▸ **Problem description**: Please reproduce the material word for word, starting at its first line and ending with the line that contains "<point>48,195</point>", including that line, and leave the pictures out.

● ● ● ● ● ● ●

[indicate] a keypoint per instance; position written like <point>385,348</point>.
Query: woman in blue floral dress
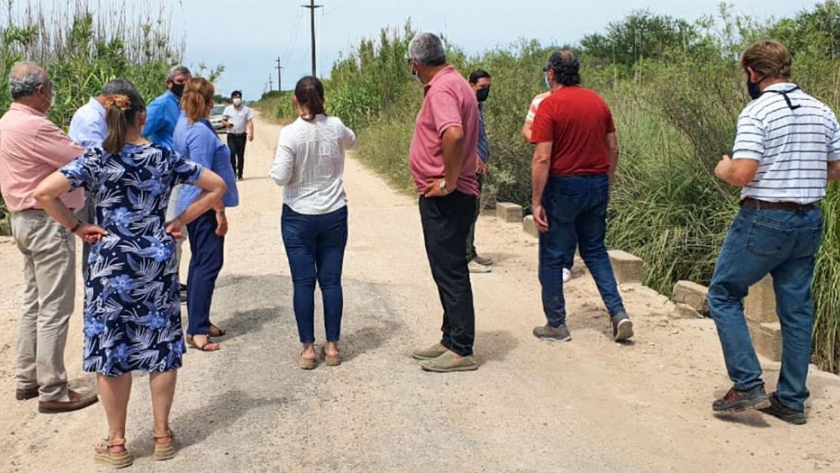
<point>132,308</point>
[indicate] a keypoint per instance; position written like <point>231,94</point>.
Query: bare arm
<point>527,130</point>
<point>48,195</point>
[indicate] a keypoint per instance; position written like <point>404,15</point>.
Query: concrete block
<point>628,269</point>
<point>508,212</point>
<point>767,339</point>
<point>684,311</point>
<point>692,295</point>
<point>529,227</point>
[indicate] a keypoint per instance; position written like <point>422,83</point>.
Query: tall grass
<point>82,49</point>
<point>675,114</point>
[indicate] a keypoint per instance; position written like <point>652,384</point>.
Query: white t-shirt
<point>793,146</point>
<point>239,118</point>
<point>310,164</point>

● ● ● ● ● ● ●

▸ **Result for this task**:
[indicate] a keypoint per instance; position written like <point>385,348</point>.
Query: woman in blue floral dress
<point>132,308</point>
[indicate] a keypoint per instance; position written like <point>231,94</point>.
Query: bare arm
<point>527,130</point>
<point>48,195</point>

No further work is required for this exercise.